Raw records:
-.-.-

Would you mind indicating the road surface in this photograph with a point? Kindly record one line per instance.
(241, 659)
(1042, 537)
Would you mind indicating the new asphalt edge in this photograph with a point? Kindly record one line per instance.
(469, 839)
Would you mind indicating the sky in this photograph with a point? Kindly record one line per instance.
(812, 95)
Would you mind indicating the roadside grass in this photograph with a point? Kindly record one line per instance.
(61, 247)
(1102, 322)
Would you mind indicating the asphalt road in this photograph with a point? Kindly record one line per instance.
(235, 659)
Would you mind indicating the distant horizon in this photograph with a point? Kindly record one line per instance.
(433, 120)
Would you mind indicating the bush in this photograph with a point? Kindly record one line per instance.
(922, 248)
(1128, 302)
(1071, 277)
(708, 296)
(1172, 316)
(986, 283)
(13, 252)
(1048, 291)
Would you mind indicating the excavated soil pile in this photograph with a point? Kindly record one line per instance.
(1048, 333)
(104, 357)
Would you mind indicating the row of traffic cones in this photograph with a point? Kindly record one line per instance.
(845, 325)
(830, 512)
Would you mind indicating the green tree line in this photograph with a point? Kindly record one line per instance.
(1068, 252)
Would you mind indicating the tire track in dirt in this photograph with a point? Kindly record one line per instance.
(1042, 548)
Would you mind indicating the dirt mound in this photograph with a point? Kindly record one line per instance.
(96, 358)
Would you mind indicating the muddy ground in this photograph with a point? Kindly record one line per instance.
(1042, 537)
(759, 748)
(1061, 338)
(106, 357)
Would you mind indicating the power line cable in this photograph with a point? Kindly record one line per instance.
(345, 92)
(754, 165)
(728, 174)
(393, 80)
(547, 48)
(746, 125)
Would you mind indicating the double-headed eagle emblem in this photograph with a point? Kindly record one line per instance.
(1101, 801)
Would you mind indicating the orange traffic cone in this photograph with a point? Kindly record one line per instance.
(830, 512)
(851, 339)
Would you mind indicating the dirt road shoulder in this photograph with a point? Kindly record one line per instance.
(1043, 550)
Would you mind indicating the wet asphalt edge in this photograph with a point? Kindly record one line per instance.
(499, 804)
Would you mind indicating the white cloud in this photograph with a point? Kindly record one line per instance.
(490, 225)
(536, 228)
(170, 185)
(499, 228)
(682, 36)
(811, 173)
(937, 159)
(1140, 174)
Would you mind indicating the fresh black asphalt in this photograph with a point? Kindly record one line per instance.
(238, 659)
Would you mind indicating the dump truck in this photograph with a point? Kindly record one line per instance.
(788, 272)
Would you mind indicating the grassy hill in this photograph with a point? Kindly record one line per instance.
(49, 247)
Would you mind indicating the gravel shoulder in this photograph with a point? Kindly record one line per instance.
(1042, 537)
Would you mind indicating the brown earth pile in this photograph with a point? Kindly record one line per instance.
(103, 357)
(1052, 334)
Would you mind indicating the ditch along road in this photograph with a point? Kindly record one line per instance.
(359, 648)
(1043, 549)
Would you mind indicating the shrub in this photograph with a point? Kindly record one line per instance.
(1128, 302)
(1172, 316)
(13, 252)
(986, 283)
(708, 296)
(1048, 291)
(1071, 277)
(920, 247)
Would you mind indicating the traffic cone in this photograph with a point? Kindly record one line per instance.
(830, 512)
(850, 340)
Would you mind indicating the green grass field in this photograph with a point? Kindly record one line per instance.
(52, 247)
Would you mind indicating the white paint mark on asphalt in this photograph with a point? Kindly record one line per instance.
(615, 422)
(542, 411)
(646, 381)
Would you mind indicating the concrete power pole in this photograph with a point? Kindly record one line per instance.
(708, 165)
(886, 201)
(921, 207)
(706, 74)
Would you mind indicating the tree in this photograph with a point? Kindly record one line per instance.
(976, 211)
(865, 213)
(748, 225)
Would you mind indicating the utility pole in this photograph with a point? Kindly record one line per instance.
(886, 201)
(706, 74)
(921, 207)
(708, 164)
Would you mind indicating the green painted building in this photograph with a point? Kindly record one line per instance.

-.-.-

Problem details: Reproduce all of the lines above verbatim, from first to last.

Response to the task:
Would you mind indicating the road surface in this photograph with a point? Kindly record one line per instance.
(241, 659)
(1042, 537)
Would you mind indicating the new asphalt edge in this photograph with a point? Kindly record one line per instance.
(469, 839)
Would you mind indicating the sky in this photograph with a point? Kindly record one line per instance.
(812, 95)
Would you mind indicating the roadside grass in this photograph with a point? Kindly record one line per instance.
(61, 247)
(1102, 322)
Would you mind indicating the asphalt road in this photograph with a point? Kindly record one line per instance.
(235, 659)
Would you mind indicating the distant horizon in this photograph with a point? Kindly record one line per instance.
(433, 120)
Would you mind indicating the bush in this photograph with a point? Kindly record one line per instance.
(922, 248)
(1128, 302)
(1071, 277)
(708, 296)
(1172, 316)
(986, 283)
(13, 252)
(1048, 291)
Would you mind indicating the excavated soil pile in this photograph with a point? Kindly record one line per instance.
(1048, 333)
(104, 357)
Would you mind indicating the row of traffic cones in this photograph with a point? Kindly record one line per instance.
(845, 325)
(830, 512)
Would you mind indicating the green tree line in this photograph with a point? Kindly record one line per instance.
(1068, 252)
Would you mind indicating the tire track in dirt in this photograph with a point? Kindly record one line per instance.
(1042, 548)
Would you mind indicating the dirt mound in this photograph with a point? Kindly record one line per instance.
(96, 358)
Would you mind indicating the muddy ground in this photograph with a point? Kindly record one line per instance.
(1042, 537)
(759, 748)
(1061, 338)
(106, 357)
Would you mind indicating the power line cable in this photograph with a point? Kindly record one line per instance.
(345, 92)
(754, 165)
(728, 174)
(393, 80)
(547, 48)
(746, 125)
Would you mind indicating the double-headed eagle emblem in this photograph with a point? Kindly record one line per instance.
(1101, 801)
Would you mind indicating the orange traffic cone in this photograph with a point? Kindly record one line per instance.
(830, 512)
(851, 339)
Would you mind indicating the dirt road shoulder in this photograph with a point? Kindly record one line per instance.
(1043, 550)
Would you mind indicating the wet asphalt edge in this photograph with a point? Kindly record one line per instance.
(499, 804)
Would you mind indicating the white cloud in this photograph with a point? Kindly record one line per instance.
(490, 225)
(536, 228)
(170, 185)
(499, 228)
(682, 36)
(811, 173)
(937, 159)
(1140, 174)
Would you mind indicating the fresh black asphalt in this photograph with a point? Kindly record one line per instance.
(238, 659)
Would you mind indicating the dump truck in this photograph with a point? Kindly record one line per instance.
(788, 272)
Would you mind indicating the grassy hill in this photograph with a point? Kindly record one line per instance.
(49, 247)
Would you mind indicating the gravel shoulder in this photograph with a point? Kindly record one line per instance.
(1042, 537)
Would you mind indicating the brown earth pile in this photograph with a point? Kindly record one line per instance.
(103, 357)
(1052, 334)
Would you mind indicating the ditch along road in this photograph with a point? Kindly record one line per instance.
(359, 648)
(1043, 549)
Would you mind indicating the shrub in this photograph with a point? Kindly record one line per instance.
(1128, 302)
(1172, 316)
(13, 252)
(986, 283)
(708, 296)
(1048, 291)
(1071, 277)
(920, 247)
Would you mind indicating the traffic cone in this photograph with a point? Kindly record one line per instance.
(830, 512)
(850, 340)
Would you mind indicating the green grass field in this photograph with a point? Kindly record one line per instance.
(52, 247)
Would you mind indicating the white paint mark on asphalt in this photograph with a point? Kindly record one line per instance.
(615, 422)
(542, 411)
(646, 381)
Would you mind indicating the concrete power pole in this photograph with a point? Kindly record one line per instance.
(708, 165)
(886, 201)
(921, 207)
(706, 74)
Would you mind indicating the tree in this photograph with a point? Kindly record one line per instance.
(976, 211)
(865, 213)
(748, 225)
Would you mind indicating the utility pole in this photograph with a point? Kindly record one line per instance.
(886, 201)
(706, 74)
(921, 207)
(708, 164)
Would you mind indicating the green painted building in this photograph with a point? Kindly record one line per instance.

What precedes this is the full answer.